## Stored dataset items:

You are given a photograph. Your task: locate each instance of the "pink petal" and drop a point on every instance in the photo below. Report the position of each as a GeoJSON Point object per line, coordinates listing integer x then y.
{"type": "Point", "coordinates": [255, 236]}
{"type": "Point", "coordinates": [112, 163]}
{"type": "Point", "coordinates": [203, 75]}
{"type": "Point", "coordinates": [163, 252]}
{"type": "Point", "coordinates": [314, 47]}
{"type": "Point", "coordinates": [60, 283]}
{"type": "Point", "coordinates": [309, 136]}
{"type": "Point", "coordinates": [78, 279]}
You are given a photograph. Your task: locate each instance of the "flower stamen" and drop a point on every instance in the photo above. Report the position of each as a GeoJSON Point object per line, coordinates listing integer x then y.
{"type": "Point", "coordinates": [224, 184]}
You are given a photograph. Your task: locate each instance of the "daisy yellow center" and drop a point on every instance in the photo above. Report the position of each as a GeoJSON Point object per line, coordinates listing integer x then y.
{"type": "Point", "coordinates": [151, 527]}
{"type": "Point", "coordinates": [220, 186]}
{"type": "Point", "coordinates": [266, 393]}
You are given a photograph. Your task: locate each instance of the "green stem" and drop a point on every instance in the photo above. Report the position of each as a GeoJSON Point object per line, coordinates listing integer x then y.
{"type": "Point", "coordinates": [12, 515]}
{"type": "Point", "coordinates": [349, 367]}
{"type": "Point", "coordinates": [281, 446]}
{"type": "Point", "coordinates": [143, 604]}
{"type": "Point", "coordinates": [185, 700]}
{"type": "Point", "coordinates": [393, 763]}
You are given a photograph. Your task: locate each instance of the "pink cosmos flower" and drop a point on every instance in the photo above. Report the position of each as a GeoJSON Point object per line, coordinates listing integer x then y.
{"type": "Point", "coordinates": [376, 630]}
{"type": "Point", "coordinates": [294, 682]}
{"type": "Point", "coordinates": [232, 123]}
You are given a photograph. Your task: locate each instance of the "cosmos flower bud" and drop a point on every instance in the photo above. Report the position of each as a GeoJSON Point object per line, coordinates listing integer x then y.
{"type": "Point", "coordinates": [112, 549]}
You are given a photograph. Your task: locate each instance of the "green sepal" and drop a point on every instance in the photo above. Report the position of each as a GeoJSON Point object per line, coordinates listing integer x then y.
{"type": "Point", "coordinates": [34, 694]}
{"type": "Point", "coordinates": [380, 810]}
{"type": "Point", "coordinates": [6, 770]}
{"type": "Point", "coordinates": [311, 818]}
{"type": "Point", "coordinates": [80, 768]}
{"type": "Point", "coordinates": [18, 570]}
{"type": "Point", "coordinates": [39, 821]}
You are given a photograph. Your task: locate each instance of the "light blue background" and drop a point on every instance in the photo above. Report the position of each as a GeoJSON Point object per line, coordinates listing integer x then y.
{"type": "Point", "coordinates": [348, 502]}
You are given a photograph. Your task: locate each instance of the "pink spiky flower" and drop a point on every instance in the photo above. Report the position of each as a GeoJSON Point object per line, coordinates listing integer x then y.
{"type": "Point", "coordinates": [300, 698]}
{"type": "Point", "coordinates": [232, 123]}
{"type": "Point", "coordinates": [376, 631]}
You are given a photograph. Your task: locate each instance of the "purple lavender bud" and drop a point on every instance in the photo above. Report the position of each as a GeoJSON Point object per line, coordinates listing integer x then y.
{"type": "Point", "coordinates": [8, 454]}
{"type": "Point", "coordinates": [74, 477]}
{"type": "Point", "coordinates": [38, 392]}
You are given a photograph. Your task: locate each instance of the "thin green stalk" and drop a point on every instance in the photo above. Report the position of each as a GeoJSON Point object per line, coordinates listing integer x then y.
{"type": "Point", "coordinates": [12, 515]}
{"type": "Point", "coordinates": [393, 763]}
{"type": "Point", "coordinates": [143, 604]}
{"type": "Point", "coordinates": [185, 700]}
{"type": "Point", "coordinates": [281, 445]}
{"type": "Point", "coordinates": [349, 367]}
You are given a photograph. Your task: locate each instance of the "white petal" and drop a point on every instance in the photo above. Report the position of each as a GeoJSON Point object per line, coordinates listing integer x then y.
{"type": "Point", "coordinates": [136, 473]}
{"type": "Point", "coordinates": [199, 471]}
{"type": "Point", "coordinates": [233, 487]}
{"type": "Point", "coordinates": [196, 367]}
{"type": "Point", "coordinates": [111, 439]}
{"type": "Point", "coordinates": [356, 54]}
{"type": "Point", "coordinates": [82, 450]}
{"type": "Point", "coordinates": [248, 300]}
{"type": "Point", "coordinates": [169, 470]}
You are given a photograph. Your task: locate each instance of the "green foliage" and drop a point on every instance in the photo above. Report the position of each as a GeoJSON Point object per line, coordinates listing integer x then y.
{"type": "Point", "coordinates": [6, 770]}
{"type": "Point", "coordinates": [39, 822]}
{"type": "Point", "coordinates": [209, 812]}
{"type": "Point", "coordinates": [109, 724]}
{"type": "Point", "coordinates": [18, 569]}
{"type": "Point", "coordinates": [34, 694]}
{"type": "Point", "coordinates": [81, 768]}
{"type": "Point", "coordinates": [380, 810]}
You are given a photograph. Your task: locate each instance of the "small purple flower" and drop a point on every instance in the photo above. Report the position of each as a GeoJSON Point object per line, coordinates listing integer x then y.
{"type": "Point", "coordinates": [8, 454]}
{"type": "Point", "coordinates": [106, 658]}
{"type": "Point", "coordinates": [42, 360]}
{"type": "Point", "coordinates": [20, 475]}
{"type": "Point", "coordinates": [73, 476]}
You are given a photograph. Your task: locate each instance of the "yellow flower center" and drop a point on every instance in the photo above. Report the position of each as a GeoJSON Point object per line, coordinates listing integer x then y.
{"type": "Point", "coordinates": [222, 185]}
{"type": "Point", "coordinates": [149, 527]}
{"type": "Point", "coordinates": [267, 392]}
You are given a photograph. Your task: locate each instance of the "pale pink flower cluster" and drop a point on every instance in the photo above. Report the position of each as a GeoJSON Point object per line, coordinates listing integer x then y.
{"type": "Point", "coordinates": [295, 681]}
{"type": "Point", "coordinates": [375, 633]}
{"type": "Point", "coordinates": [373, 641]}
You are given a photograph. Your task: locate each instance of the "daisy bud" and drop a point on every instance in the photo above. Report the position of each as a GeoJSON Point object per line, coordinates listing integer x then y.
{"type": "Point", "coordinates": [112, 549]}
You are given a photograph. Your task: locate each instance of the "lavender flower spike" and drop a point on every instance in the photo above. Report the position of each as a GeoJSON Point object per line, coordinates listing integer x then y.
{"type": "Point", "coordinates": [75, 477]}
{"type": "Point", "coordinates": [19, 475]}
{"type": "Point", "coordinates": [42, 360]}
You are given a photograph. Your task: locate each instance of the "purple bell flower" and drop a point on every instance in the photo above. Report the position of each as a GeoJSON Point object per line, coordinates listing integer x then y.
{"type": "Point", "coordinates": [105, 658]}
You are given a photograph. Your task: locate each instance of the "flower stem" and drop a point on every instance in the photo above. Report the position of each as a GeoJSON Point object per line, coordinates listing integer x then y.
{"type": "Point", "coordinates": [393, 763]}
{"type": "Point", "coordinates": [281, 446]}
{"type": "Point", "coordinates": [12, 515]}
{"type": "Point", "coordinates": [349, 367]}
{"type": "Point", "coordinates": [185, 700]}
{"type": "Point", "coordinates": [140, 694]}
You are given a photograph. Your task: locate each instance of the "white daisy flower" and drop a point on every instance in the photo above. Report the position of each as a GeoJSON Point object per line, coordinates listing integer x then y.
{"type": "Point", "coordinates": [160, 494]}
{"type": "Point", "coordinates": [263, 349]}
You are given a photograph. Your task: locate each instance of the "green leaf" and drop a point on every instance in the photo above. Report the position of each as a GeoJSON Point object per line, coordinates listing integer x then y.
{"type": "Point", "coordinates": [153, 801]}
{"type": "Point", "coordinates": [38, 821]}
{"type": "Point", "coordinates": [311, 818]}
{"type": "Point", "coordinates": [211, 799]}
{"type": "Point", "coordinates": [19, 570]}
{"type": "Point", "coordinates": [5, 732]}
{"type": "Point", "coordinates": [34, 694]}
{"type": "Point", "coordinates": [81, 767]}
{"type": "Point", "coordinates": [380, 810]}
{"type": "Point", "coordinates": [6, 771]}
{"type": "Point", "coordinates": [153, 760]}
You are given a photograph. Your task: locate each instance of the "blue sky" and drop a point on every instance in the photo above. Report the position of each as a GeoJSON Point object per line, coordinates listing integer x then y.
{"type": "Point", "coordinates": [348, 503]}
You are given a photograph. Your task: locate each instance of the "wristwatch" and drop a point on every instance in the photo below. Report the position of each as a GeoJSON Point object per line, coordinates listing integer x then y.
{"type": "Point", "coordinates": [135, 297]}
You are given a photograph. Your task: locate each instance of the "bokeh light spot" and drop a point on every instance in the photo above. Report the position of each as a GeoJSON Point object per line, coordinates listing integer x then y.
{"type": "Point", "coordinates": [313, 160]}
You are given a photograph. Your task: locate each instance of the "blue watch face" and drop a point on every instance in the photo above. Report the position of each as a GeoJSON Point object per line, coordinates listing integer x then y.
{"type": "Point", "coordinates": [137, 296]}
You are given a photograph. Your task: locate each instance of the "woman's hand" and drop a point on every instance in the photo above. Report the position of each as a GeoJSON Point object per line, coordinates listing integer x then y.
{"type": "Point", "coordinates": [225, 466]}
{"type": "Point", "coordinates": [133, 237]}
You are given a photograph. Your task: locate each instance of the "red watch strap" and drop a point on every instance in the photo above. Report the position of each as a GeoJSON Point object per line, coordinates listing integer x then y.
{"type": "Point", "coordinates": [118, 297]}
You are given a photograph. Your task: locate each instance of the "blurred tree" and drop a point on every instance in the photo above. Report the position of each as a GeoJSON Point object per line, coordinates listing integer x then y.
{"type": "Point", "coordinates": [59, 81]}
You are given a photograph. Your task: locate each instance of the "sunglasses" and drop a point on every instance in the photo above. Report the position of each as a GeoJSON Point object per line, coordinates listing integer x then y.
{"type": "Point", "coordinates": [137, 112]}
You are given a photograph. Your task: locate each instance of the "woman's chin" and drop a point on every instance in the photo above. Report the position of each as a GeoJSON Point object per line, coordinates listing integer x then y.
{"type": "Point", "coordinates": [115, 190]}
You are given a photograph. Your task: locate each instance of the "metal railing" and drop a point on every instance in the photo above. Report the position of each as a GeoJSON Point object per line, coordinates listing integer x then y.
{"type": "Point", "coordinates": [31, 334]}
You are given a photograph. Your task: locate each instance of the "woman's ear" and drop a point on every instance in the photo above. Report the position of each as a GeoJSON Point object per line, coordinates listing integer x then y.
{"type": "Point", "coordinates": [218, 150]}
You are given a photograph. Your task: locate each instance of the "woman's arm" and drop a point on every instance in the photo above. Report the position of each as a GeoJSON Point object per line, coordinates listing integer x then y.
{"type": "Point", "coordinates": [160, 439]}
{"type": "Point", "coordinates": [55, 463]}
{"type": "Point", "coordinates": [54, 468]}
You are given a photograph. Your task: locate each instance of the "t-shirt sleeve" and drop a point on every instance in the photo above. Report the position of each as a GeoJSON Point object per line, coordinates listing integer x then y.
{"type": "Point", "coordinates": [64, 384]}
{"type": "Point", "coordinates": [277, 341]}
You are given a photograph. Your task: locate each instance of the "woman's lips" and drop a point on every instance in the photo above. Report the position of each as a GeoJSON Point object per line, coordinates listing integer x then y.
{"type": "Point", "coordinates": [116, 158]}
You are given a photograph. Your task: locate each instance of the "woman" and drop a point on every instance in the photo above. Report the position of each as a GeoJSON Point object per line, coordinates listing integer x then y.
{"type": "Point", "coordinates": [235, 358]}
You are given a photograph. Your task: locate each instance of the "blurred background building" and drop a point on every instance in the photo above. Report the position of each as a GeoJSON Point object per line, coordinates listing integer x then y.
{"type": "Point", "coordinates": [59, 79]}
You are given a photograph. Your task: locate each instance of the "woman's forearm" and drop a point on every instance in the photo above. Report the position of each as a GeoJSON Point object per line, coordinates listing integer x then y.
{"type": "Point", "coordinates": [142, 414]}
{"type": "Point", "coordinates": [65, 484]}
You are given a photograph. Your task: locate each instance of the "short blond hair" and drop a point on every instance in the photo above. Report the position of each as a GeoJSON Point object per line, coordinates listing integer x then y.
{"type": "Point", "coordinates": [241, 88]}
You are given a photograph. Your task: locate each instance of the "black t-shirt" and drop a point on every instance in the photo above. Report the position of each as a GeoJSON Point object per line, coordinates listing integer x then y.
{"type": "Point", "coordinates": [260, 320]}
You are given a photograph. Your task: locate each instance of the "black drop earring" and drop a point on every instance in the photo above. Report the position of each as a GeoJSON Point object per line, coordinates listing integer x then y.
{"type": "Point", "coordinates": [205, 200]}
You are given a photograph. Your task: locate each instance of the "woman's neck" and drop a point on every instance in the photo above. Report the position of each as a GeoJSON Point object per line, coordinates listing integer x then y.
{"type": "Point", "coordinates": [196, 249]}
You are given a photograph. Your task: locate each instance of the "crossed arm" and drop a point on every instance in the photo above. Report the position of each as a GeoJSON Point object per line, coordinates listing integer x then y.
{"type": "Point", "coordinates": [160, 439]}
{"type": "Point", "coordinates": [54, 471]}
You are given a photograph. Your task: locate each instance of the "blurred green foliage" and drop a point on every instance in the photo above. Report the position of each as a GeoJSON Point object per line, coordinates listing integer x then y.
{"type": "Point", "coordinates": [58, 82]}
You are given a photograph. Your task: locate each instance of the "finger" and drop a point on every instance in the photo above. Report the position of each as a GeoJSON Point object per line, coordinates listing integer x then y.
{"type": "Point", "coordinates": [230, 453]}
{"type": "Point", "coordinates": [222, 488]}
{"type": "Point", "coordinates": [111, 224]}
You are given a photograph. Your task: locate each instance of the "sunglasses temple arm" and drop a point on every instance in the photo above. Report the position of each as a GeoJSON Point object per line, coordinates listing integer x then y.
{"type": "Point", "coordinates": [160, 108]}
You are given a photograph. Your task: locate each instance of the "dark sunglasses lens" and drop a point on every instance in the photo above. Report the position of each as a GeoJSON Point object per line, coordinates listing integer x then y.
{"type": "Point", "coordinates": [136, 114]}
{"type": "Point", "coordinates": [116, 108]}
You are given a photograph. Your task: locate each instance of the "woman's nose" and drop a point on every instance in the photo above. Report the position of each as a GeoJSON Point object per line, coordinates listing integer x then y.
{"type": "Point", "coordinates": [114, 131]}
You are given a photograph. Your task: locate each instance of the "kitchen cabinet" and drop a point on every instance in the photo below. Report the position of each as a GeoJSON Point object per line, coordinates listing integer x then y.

## Task to carry out:
Report every line of the data above that contains the string "sunglasses", copying each one in full.

## Worked answer:
You are given a photograph. Your task: locate each instance of the "sunglasses" and drop a point on every instance in the photo above. Report the position of each as a GeoJSON Point object per line, coordinates listing integer x then y.
You are given a photograph. Your task: locate each instance of the "sunglasses temple arm" and drop a point on every instance in the photo above. Report the position of each as a GeoJSON Point object per line, coordinates listing integer x then y.
You are given a photograph. Your task: locate each instance of the "dark sunglasses lens" and drop a point on every instance in the photo above. Report the position of each as a GeoJSON Point object per line, coordinates listing integer x then y.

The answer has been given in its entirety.